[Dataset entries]
────────────────────

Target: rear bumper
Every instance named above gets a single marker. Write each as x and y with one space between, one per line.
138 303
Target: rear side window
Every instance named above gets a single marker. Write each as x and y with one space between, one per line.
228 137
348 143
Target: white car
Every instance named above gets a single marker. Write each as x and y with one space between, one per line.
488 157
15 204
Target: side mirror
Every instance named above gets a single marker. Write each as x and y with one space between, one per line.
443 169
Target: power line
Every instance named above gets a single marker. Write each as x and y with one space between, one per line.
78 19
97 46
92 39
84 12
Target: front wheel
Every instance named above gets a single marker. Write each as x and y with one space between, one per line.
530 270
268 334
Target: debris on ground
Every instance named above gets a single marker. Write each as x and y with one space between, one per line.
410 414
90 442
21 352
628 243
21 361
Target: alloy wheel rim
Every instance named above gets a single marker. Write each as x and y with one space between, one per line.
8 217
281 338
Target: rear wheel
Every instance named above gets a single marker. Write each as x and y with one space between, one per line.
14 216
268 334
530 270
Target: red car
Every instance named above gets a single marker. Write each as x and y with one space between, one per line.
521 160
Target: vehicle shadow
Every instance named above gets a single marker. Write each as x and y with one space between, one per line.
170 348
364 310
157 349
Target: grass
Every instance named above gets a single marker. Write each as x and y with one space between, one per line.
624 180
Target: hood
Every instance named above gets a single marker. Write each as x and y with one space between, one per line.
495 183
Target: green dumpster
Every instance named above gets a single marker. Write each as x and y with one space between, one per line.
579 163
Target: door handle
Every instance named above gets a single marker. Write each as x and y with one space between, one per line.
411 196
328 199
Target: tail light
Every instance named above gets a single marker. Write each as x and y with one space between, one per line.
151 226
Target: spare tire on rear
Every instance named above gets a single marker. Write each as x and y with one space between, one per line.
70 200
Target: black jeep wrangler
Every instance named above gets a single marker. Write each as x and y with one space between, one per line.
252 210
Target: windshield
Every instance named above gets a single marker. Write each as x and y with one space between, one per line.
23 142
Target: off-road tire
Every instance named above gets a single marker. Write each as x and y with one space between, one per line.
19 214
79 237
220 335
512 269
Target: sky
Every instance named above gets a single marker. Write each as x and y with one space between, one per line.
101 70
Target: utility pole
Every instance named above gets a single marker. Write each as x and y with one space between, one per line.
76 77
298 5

────────────────────

▸ **What to do**
Could you restate, word for word, the lines above from the one with "Target: vehicle shadow" to the one with "Target: black jeep wrangler", both included?

▸ **Response to the task**
Target: vehicle shadow
Every instance named above gets a single marker. Write each as x and y with one space between, one per line.
170 348
364 310
157 349
Target: grass
Every instance named above gets a single marker. Write each as x and y with one space between, one per line.
624 180
Target: hood
Every instance named above gets a single marker. Write each as x and y with one space between, one per line.
495 183
Target: green dumpster
Every instance named above gets a single marker. Write each as x and y with one space between, one per line.
579 163
Target: door handle
Every instance named above gets a single marker. Write each as x and y with one space between, one per line.
411 196
328 199
Target: tail light
Every instance named above gets a single marker. Write each as x and y with one space between, one per line.
151 226
Target: spare tire on rear
Every instance named above gets a single marker. Write each as x and y with one space between, one per line.
70 200
Target: black jeep wrangler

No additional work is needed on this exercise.